*Collected data*:
________________

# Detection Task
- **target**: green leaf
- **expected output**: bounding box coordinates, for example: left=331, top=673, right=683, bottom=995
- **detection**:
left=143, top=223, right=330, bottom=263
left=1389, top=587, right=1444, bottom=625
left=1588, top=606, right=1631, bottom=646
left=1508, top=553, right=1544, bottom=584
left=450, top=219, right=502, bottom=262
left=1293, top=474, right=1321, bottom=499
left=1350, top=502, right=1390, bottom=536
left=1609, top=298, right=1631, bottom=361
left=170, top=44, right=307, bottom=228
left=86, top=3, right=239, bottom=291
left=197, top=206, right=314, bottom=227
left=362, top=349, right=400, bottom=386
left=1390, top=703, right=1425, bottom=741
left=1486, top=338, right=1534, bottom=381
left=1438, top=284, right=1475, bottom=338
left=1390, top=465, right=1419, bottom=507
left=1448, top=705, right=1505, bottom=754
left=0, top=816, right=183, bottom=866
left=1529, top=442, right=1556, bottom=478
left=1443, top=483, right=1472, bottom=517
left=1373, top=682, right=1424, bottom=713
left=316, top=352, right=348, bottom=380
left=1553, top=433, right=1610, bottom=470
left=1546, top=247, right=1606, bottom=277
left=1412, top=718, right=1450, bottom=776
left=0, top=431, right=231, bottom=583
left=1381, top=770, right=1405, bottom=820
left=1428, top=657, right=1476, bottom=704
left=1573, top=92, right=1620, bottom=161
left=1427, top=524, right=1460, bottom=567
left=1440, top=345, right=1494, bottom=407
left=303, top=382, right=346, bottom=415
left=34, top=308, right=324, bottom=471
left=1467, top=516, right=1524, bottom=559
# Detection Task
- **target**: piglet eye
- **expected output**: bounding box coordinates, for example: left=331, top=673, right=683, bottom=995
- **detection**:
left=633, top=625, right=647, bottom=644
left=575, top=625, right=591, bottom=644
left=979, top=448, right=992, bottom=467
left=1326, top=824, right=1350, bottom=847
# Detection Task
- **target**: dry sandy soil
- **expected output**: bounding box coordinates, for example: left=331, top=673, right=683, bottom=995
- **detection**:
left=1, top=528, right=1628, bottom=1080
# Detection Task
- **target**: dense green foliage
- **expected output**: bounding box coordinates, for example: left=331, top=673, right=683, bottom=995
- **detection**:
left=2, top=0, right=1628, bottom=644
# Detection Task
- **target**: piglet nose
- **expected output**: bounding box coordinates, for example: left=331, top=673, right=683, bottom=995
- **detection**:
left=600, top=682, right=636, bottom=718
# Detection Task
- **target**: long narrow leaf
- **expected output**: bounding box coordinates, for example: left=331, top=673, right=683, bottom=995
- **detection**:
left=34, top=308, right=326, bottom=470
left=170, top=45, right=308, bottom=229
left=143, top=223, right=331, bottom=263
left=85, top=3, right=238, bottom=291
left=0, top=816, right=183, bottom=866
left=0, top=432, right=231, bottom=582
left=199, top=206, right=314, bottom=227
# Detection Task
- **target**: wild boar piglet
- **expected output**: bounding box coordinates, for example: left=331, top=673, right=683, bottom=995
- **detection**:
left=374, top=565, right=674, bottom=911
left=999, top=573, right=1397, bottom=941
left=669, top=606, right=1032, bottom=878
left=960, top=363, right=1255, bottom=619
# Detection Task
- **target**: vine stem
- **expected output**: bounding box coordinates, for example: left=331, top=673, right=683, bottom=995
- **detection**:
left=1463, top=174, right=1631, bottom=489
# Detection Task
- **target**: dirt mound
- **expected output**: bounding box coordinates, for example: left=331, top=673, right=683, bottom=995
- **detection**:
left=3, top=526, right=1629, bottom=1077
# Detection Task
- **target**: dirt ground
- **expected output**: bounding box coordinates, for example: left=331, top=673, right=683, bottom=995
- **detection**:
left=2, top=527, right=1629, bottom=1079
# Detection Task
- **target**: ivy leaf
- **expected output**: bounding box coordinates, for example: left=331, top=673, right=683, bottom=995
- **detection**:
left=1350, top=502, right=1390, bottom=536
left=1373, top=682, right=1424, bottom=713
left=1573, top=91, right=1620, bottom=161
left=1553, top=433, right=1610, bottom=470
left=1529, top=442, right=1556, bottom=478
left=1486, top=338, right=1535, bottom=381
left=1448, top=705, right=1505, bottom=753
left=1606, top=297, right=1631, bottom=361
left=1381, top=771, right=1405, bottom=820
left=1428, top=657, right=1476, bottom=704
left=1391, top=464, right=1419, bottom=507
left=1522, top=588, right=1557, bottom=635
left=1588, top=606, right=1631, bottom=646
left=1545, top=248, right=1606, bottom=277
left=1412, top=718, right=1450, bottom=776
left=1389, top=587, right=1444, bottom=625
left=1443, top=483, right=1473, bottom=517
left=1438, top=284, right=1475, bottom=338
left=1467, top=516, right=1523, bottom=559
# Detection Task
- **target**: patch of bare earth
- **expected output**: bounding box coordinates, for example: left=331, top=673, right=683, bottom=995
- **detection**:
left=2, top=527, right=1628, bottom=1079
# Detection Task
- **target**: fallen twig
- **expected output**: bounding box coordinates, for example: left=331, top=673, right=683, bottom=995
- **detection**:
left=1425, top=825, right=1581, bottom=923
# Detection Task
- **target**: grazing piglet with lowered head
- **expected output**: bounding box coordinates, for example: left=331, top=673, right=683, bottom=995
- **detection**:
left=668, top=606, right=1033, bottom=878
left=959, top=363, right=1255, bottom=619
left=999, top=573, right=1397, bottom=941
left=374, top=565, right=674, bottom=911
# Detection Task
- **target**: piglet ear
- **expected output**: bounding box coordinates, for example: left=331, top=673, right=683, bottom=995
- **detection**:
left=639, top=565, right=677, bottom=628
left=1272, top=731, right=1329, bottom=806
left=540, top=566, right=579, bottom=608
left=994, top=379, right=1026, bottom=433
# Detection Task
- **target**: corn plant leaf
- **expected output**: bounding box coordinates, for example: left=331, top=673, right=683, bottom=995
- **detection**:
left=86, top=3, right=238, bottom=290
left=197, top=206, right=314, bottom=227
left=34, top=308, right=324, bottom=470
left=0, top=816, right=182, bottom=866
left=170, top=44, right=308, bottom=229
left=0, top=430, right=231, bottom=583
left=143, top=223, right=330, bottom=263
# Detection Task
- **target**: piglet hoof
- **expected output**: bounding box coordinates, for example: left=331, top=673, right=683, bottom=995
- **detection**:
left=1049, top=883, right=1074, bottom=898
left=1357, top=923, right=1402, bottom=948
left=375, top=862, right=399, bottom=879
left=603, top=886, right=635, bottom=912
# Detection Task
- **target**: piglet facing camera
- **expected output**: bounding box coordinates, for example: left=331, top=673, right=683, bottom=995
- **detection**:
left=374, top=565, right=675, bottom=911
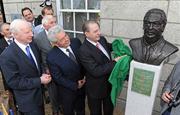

________________

Only a number is wanted here: the tally of lines in the entries that include the word "green".

*WRITTEN SOLUTION*: 2